- _DIRECTIONS_: Retype each record exactly, please. Skip none.

Region pointing data
──────
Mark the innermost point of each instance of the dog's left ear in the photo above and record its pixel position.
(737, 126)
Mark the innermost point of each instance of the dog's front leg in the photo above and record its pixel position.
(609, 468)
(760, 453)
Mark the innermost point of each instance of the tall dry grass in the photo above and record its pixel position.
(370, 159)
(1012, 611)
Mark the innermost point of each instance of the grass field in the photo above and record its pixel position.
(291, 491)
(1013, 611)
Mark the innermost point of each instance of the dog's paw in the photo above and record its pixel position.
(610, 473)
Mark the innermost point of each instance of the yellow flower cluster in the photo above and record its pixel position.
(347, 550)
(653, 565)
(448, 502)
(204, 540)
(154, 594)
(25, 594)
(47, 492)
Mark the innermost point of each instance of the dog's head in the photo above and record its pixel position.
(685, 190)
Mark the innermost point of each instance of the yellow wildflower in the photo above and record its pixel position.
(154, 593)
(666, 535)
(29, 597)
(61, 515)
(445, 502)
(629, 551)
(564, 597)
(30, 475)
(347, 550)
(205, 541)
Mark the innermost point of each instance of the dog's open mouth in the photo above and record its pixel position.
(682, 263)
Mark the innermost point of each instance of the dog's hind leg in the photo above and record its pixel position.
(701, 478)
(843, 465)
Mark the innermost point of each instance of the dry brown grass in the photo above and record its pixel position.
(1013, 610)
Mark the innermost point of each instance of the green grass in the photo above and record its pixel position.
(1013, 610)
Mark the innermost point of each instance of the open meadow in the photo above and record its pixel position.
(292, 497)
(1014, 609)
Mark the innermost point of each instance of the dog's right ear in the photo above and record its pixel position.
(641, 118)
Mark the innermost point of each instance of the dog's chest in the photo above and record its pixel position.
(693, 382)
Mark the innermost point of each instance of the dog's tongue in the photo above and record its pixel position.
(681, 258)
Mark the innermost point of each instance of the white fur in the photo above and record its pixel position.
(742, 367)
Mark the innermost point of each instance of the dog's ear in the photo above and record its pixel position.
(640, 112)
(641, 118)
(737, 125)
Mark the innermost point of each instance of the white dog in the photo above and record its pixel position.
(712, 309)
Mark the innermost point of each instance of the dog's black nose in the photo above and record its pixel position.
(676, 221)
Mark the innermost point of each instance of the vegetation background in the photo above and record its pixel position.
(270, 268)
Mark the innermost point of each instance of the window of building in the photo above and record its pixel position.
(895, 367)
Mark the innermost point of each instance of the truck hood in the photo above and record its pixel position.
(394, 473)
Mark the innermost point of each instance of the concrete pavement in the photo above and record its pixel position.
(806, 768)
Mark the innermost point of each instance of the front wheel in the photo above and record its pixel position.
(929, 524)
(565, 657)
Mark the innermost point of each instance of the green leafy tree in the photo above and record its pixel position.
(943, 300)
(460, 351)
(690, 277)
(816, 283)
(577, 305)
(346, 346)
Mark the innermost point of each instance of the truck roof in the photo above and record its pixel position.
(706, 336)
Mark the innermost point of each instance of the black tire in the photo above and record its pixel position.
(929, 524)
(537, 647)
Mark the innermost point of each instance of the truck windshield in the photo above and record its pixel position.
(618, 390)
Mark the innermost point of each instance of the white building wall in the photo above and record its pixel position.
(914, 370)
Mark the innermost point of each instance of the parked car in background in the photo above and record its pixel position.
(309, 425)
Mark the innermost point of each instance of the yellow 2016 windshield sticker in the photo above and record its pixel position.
──────
- _SOLUTION BELOW_:
Mark the innermost point of each instance of the dog's left ear in the photo above and record its pixel position.
(737, 126)
Mark the innermost point of each instance of the dog's front leg in the photo above and record its pixel position.
(609, 468)
(760, 453)
Mark the innermost point of each instance of the tall dry grass in the photo above and record its pixel position.
(370, 159)
(1012, 611)
Mark the innermost point of each instance of the grass field in the photo above and record its pixel position.
(291, 491)
(1013, 611)
Mark the innermost point of each instance of the dog's paw in the photo above and record its pixel position.
(610, 473)
Mark the innermost point of each instance of the yellow flower cluster in the photo above and record its pixel position.
(347, 550)
(653, 565)
(448, 502)
(204, 540)
(154, 594)
(25, 594)
(47, 492)
Mark the innermost point of each instance of the dog's head in the photo above and record its pixel position.
(685, 190)
Mark the innermost point of each instance of the yellow wildflower in the photo above and record its pixel position.
(154, 593)
(666, 535)
(29, 597)
(61, 515)
(445, 502)
(629, 551)
(564, 597)
(30, 475)
(347, 550)
(205, 541)
Mark the innermost point of each instance of the dog's open mouth in the photo above and record its pixel position.
(682, 263)
Mark the innermost point of each instance of the dog's hind leg in the photo above and record its pixel position.
(701, 478)
(843, 465)
Mark the innermost point of each instance of the dry brown grass in the photo above and record its pixel position.
(1013, 610)
Mark the innermost point of each instance of the green grass in the photo above and record its pixel position.
(1013, 610)
Mark the innermost point of each instance of the open meadow in the photo above and record its pixel position.
(292, 497)
(1014, 609)
Mark the innermost point of each instance of the dog's right ear in the photo above and record its pixel position.
(641, 118)
Mark the innermost point of each instance of the dog's chest in the photo above and record its pixel position.
(693, 382)
Mark the innermost point of each instance of the dog's tongue in the photo above and record its pixel position.
(681, 258)
Mark the innermost point of each instance of the white fur in the photo above and record its pixel position.
(742, 367)
Mark the innermost point of each instance of the dog's ear in the photo above and record its pixel position.
(640, 112)
(641, 118)
(737, 125)
Mark the innermost point of each instance of the white dog in the photo above and record its pixel position.
(712, 309)
Mark the innermost point of each instance of the dog's black nose in the photo above and record its pixel position.
(676, 221)
Mark the innermost point of each instance of the vegetation background in the photo above and record its pixel position.
(270, 268)
Mark the innermost point of each instance of the window of building in the photo above and record its pixel position.
(895, 367)
Mark the innermost point of each instance of the truck hood in the photo above and record its pixel position.
(394, 473)
Mark the innermost point of each instance of the concrete pavement in the photo above and record its pixel position.
(806, 768)
Mark the innermost point of each instance of the front wheel in the photo above and record its pixel position.
(929, 524)
(565, 657)
Mark the innermost point of each instance of the green leafy tree in the photo above and record its pixel position.
(943, 300)
(460, 351)
(690, 277)
(816, 283)
(577, 305)
(346, 346)
Mark the innermost point of each instance of the truck roof in the photo above and record its pixel position.
(706, 336)
Mark the innermost point of each instance of the black tire in the photo above and record its pixel position.
(929, 524)
(537, 647)
Mark the innermost point of each instance of the truck windshield in the photo above and record its pixel position.
(618, 390)
Mark the innermost point of each instance of the white building wall in the photo above and record its pixel position.
(914, 370)
Mark the innermost point of each instance of the parked car in background in the photo above and record its pixel position.
(309, 425)
Mark the innermost point of each instance of the yellow 2016 windshield sticker in the photo above and record its pixel position.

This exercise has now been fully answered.